Problem details: Write down exactly the lines from the one with "Sample: <point>1308,759</point>" to the end of the data, first and last included, and no others.

Start of Exercise data

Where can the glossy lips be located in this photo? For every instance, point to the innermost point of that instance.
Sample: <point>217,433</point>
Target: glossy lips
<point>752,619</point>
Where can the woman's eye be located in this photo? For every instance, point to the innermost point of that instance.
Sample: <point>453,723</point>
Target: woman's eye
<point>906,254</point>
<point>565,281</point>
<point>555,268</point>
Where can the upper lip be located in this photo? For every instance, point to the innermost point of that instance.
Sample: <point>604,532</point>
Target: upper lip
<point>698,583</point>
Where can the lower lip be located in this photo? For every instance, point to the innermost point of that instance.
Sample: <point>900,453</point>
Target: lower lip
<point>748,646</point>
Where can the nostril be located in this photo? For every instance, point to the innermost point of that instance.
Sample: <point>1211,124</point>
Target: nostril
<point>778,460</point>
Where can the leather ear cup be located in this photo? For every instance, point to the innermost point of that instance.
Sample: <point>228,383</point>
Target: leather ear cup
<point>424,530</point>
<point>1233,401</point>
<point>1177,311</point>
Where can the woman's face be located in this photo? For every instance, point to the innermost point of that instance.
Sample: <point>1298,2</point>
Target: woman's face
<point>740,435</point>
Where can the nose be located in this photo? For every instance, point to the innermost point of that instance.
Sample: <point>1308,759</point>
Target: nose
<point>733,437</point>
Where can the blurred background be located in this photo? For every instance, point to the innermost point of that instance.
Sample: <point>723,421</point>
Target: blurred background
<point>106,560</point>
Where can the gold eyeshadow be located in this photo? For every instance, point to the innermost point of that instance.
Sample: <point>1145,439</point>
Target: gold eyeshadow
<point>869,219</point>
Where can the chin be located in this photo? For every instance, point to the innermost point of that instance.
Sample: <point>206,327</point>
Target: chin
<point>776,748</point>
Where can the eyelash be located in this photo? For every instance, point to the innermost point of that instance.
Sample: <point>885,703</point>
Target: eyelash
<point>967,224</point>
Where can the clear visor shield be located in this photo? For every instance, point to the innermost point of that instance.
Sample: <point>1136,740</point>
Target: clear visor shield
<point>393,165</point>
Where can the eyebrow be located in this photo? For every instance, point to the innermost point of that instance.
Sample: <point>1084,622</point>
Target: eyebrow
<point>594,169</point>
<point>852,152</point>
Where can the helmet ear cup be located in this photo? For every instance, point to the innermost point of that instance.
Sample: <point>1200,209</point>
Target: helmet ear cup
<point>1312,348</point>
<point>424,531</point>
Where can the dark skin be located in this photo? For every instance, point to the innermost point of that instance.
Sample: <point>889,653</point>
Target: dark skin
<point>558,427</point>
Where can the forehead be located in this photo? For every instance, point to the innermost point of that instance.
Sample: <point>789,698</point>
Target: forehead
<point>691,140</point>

End of Exercise data

Response box:
Sample: <point>1308,759</point>
Target: nose
<point>733,437</point>
Where can the blurred background be located in this photo? For every instance, point to the innermost point of that instance.
Sample: <point>723,421</point>
Target: blurred background
<point>106,560</point>
Where can the gold eyeshadow be located in this photo? For every instance, point to the innermost point of that instance.
Sample: <point>1145,439</point>
Target: gold eyeshadow
<point>869,219</point>
Where can the chin be located in this photo? For every instance, point to the innermost point of that instance.
Sample: <point>206,327</point>
Target: chin
<point>776,748</point>
Where can the eyelash be located in this photo? For every instance, point to the innermost point of that instance.
Sample: <point>885,703</point>
Target: eyelash
<point>967,224</point>
Where can the clear visor shield be located in this photo? For every instance, point to the innermost point of that instance.
Sample: <point>1136,740</point>
Target: clear visor shield
<point>393,165</point>
Where can the eyebrow be located in this photo? For every instance, point to the innermost point of that instance.
Sample: <point>1084,622</point>
Target: eyebrow
<point>594,169</point>
<point>852,152</point>
Where can the helmet ear cup be located in this photo? For every instance, point to the innermost point of that instance.
Sample: <point>1200,209</point>
Target: helmet ear cup
<point>1312,348</point>
<point>424,531</point>
Where can the dark skin be located in this photo? For every instance, point to the innermost point of that instance.
Sample: <point>889,653</point>
Target: dark skin
<point>558,427</point>
Where can the forehead be located in this photo? For every instance, point to the innermost point of that instance.
Sample: <point>789,698</point>
Target: forehead
<point>691,140</point>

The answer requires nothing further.